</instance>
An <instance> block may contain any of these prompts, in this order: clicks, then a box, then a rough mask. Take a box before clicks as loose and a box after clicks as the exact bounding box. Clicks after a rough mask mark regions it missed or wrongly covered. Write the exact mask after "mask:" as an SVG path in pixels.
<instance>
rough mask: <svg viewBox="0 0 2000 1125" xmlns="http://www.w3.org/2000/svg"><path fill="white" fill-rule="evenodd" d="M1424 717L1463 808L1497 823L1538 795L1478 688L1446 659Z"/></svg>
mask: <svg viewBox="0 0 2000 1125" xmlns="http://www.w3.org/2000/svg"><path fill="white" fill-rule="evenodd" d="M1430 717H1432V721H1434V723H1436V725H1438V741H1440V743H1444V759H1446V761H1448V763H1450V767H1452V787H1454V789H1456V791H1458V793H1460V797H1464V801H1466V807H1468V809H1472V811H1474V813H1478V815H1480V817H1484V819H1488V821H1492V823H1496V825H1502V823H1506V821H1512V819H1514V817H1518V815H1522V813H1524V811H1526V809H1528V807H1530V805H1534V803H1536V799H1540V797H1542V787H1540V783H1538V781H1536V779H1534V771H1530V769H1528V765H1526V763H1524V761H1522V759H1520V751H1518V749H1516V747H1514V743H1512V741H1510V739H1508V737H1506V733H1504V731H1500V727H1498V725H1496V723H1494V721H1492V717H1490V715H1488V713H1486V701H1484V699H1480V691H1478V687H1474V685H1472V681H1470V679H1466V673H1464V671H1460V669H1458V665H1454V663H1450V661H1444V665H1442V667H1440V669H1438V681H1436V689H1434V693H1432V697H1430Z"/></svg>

##########

> **WHAT THE EXERCISE ASKS**: Exactly as written, reproduce the whole listing.

> **ANSWER**:
</instance>
An <instance> block may contain any of these prompts, in this order: clicks, then a box, then a rough mask. Take a box before clicks as loose and a box after clicks as the exact bounding box. Clicks after a rough mask mark regions it missed or wrongly covered. Write the exact mask after "mask:" as an SVG path in pixels.
<instance>
rough mask: <svg viewBox="0 0 2000 1125" xmlns="http://www.w3.org/2000/svg"><path fill="white" fill-rule="evenodd" d="M1424 717L1463 808L1497 823L1538 795L1478 688L1446 659Z"/></svg>
mask: <svg viewBox="0 0 2000 1125" xmlns="http://www.w3.org/2000/svg"><path fill="white" fill-rule="evenodd" d="M1430 717H1432V721H1434V723H1436V725H1438V741H1440V743H1444V759H1446V761H1448V763H1450V767H1452V787H1454V789H1456V791H1458V793H1460V797H1464V801H1466V807H1468V809H1472V811H1474V813H1478V815H1480V817H1484V819H1488V821H1492V823H1496V825H1502V823H1506V821H1512V819H1514V817H1518V815H1522V813H1524V811H1526V809H1528V807H1530V805H1534V803H1536V799H1540V797H1542V787H1540V783H1538V781H1536V779H1534V771H1530V769H1528V765H1526V763H1524V761H1522V759H1520V751H1518V749H1516V747H1514V743H1512V741H1510V739H1508V737H1506V733H1504V731H1500V727H1498V725H1496V723H1494V721H1492V717H1490V715H1488V713H1486V701H1484V699H1480V691H1478V687H1474V685H1472V681H1470V679H1466V673H1464V671H1460V669H1458V665H1454V663H1450V661H1444V665H1442V667H1440V669H1438V681H1436V689H1434V693H1432V697H1430Z"/></svg>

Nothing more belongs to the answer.